» O QUE SE PEDE
[1] No excerto da decisão, qual é o valor da indemnização que os autores pedem aos réus?
[2] Com base no excerto da decisão, explique por que motivo GG foi até ao escadote e o que lhe causou a morte.

» EXCERTO DO TEXTO
* * *

IV- Por isso, com inteira razão, a dogmática moderna tende a substituir a designação imprópria de teoria de causalidade adequada, que a praxis tradicional consagrou, pela da teoria ou doutrina da adequação, ou seja pela imputação normativa de um resultado danoso à conduta reprovável do agente, nos casos em que pela via da prognose póstuma se possa concluir que tal resultado, segundo a experiência comum, possa ser atribuída ao agente como coisa sua, isto é, produzida por ele.

Decisão Texto Integral: RELATÓRIO AA, BB, CC e DD, instauraram a presente acção declarativa de condenação com a forma de processo ordinário contra EE e E.D.P. - Distribuição de Energia, SA, todos com os sinais dos autos, pedindo a condenação solidária dos Réus no pagamento de uma indemnização no valor de € 498.127,85, a título de danos patrimoniais e não patrimoniais, acrescido de juros contados desde a citação até integral pagamento.

Para tanto e, em suma, alegaram ser, respectivamente, viúva e filhos de GG, falecido no acidente que se deu da seguinte forma: Pelas 12.00 horas do dia 27.07.02, no Lugar do Tapado, freguesia de Conde, S. Martinho, em Guimarães, o referido GG, ao aperceber-se da queda de um trabalhador que efectuava reparações num telhado de um prédio urbano sito nas imediações – telhado esse a que acedera por meio de um escadote de alumínio – foi em seu socorro.

Sucede porém que, mal tocou no referido escadote, foi atingido e fulminado por uma corrente eléctrica resultante da descarga dos cabos eléctricos aéreos de alta tensão que atravessam aquele local, o que determinou a sua morte.

Mais referem que a casa onde as reparações estavam a ser efectuadas pertence aos Réus EE e FF, sendo que tal casa encosta a um posto de transformação que pertence à Ré EDP, encontrando-se a cobertura do posto eléctrico sensivelmente à mesma altura do cume do telhado, nada existindo a isolar e separar a casa do referido posto eléctrico.

Alegaram ainda que o telhado e beirais do prédio são facilmente escaláveis por qualquer pessoa, tanto a partir do caminho público como a partir das escadas exteriores de acesso ao 1° andar do prédio em causa, sendo que a distância dos cabos ao solo é de cerca de seis metros, diminuindo na inversa proporção da elevação dos degraus, até cerca dos três metros.

* * *

[Registos de anotação de imagens]
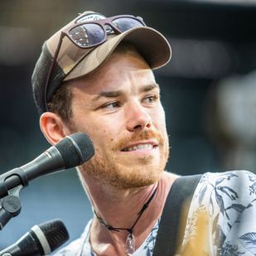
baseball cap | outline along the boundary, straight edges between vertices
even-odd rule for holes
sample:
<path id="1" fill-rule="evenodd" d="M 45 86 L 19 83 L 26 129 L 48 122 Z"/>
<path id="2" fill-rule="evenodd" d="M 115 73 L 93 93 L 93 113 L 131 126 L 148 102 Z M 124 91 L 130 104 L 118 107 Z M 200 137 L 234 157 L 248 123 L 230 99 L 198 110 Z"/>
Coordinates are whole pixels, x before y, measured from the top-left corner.
<path id="1" fill-rule="evenodd" d="M 105 17 L 102 14 L 91 11 L 85 12 L 43 44 L 31 77 L 34 100 L 40 114 L 47 111 L 45 103 L 46 84 L 61 31 L 75 23 L 104 18 Z M 78 79 L 95 71 L 108 60 L 117 46 L 124 41 L 136 46 L 152 70 L 166 65 L 171 59 L 171 50 L 167 39 L 148 27 L 133 27 L 118 35 L 112 31 L 108 33 L 105 42 L 90 48 L 80 48 L 68 36 L 65 36 L 51 74 L 47 103 L 51 102 L 55 91 L 64 81 Z"/>

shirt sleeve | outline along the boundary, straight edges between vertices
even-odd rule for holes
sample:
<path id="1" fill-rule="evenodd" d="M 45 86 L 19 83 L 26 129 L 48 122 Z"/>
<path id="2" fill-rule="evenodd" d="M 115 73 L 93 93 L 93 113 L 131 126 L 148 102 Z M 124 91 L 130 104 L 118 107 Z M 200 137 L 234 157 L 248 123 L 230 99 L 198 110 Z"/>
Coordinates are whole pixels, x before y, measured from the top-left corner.
<path id="1" fill-rule="evenodd" d="M 182 249 L 203 234 L 204 255 L 256 255 L 255 198 L 255 174 L 204 174 L 190 205 Z M 199 223 L 202 213 L 207 221 Z"/>

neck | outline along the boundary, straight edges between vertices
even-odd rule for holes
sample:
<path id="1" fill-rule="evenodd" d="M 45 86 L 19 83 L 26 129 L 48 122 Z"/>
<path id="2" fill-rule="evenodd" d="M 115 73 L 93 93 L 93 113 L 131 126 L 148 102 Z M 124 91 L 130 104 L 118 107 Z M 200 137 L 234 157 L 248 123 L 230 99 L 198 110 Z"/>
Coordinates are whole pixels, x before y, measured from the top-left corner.
<path id="1" fill-rule="evenodd" d="M 104 224 L 114 228 L 133 227 L 138 214 L 157 186 L 156 183 L 147 187 L 118 190 L 98 184 L 84 174 L 80 174 L 80 177 L 95 213 Z M 137 249 L 161 216 L 167 193 L 176 177 L 164 172 L 159 180 L 153 198 L 133 229 Z M 109 230 L 94 217 L 90 242 L 97 255 L 127 255 L 124 249 L 128 234 L 128 230 Z"/>

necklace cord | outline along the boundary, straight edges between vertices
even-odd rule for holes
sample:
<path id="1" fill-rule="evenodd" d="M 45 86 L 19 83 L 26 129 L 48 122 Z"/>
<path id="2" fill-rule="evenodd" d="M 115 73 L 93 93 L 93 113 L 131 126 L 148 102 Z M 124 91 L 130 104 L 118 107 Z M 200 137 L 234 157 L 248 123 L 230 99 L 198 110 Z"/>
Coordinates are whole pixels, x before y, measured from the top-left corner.
<path id="1" fill-rule="evenodd" d="M 140 210 L 140 212 L 138 214 L 138 216 L 136 220 L 136 221 L 134 222 L 134 224 L 133 225 L 132 228 L 130 229 L 123 229 L 123 228 L 114 228 L 107 224 L 105 224 L 102 220 L 99 219 L 99 217 L 97 215 L 95 210 L 94 210 L 94 215 L 97 217 L 97 219 L 99 220 L 99 221 L 104 226 L 106 227 L 109 230 L 113 230 L 113 231 L 117 231 L 117 232 L 120 232 L 119 230 L 127 230 L 130 233 L 130 234 L 133 234 L 133 229 L 135 226 L 135 225 L 137 224 L 137 222 L 138 221 L 139 218 L 142 216 L 142 213 L 144 212 L 144 210 L 148 207 L 149 203 L 151 202 L 151 200 L 152 200 L 152 198 L 154 197 L 157 189 L 158 187 L 158 184 L 155 189 L 155 191 L 153 191 L 153 193 L 152 194 L 152 196 L 150 196 L 149 200 L 147 201 L 147 203 L 143 205 L 143 207 L 142 208 L 142 210 Z"/>

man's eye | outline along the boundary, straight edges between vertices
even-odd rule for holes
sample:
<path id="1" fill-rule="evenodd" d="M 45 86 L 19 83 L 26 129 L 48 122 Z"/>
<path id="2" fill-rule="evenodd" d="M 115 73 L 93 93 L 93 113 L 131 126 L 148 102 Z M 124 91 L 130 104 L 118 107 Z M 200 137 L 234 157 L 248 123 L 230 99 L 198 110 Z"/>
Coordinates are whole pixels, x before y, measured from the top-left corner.
<path id="1" fill-rule="evenodd" d="M 145 97 L 143 99 L 143 102 L 144 103 L 153 103 L 157 99 L 157 98 L 158 97 L 157 95 L 150 95 L 150 96 Z"/>
<path id="2" fill-rule="evenodd" d="M 104 109 L 116 109 L 119 107 L 119 103 L 117 101 L 110 102 L 103 106 Z"/>

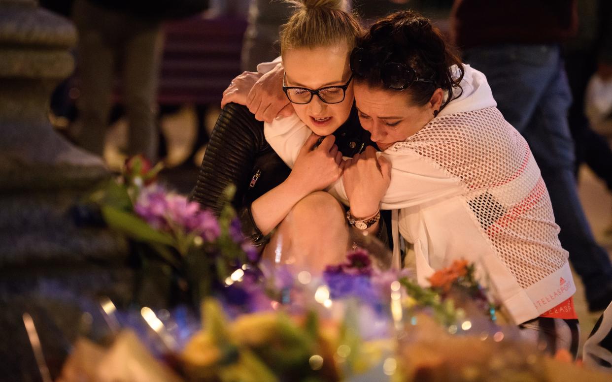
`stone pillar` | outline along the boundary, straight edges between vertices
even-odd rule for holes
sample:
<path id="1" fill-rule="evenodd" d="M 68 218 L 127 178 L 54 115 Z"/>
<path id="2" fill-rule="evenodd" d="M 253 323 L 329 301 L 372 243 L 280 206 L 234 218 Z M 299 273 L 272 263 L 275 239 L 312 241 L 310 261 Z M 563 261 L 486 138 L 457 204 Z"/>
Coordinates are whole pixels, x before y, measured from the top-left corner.
<path id="1" fill-rule="evenodd" d="M 32 0 L 0 0 L 0 380 L 38 381 L 21 321 L 28 312 L 57 376 L 83 311 L 103 326 L 96 295 L 130 299 L 124 239 L 84 227 L 72 207 L 110 172 L 47 117 L 53 89 L 72 72 L 76 32 Z"/>

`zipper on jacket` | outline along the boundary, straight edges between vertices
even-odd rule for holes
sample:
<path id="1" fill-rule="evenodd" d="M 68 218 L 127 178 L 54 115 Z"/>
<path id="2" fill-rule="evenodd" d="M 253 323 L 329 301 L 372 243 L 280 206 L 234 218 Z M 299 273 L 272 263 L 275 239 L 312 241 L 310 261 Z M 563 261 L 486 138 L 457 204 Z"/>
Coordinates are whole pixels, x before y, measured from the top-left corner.
<path id="1" fill-rule="evenodd" d="M 251 179 L 251 183 L 248 185 L 249 188 L 253 188 L 255 186 L 255 183 L 257 183 L 257 180 L 261 176 L 261 170 L 257 169 L 257 171 L 255 172 L 255 175 L 253 175 L 253 178 Z"/>

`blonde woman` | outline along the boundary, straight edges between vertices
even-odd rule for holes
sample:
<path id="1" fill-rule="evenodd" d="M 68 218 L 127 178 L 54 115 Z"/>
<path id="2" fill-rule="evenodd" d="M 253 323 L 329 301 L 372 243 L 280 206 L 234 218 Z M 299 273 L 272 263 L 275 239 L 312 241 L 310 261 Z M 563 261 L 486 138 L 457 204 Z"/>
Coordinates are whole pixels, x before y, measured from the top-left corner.
<path id="1" fill-rule="evenodd" d="M 343 156 L 372 144 L 359 128 L 349 65 L 362 31 L 341 0 L 291 2 L 296 11 L 282 28 L 280 44 L 283 97 L 296 115 L 285 122 L 305 123 L 314 134 L 289 169 L 266 141 L 263 123 L 245 107 L 228 104 L 212 132 L 193 197 L 218 213 L 223 191 L 236 185 L 233 202 L 243 232 L 264 257 L 277 261 L 282 254 L 283 263 L 318 271 L 341 260 L 349 247 L 345 209 L 321 190 L 340 178 Z M 386 237 L 384 224 L 373 221 L 367 229 Z"/>

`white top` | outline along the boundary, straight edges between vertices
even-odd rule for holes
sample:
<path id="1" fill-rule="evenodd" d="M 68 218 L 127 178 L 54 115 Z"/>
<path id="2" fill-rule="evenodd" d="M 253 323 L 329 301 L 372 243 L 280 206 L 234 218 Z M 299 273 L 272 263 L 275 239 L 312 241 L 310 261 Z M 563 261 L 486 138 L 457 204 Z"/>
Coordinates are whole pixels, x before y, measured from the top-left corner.
<path id="1" fill-rule="evenodd" d="M 465 67 L 461 95 L 379 153 L 392 165 L 381 207 L 395 210 L 395 263 L 398 230 L 414 245 L 421 285 L 464 258 L 521 323 L 569 298 L 575 287 L 527 142 L 496 108 L 484 75 Z M 266 123 L 264 131 L 289 167 L 311 133 L 295 115 Z M 341 179 L 328 191 L 348 205 Z"/>

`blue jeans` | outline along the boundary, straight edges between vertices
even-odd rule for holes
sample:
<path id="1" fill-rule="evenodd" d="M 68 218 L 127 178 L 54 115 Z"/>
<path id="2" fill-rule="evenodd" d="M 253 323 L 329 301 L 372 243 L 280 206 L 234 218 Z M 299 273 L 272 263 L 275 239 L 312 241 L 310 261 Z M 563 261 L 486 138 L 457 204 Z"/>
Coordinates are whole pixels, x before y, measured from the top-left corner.
<path id="1" fill-rule="evenodd" d="M 580 276 L 588 300 L 609 293 L 612 265 L 597 244 L 578 199 L 567 122 L 572 95 L 555 45 L 479 46 L 466 61 L 482 72 L 498 108 L 527 140 L 550 195 L 561 245 Z"/>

* * *

» RESPOSTAS POR TAREFA
[1] € 498.127,85, por danos patrimoniais e não patrimoniais, acrescido de juros contados desde a citação até integral pagamento.

[2] GG viu cair um trabalhador que fazia reparações num telhado, ao qual tinha subido por um escadote de alumínio, e foi socorrê-lo. Logo que tocou no escadote, foi atingido por uma corrente elétrica vinda da descarga dos cabos aéreos de alta tensão que atravessam o local, e essa corrente causou-lhe a morte.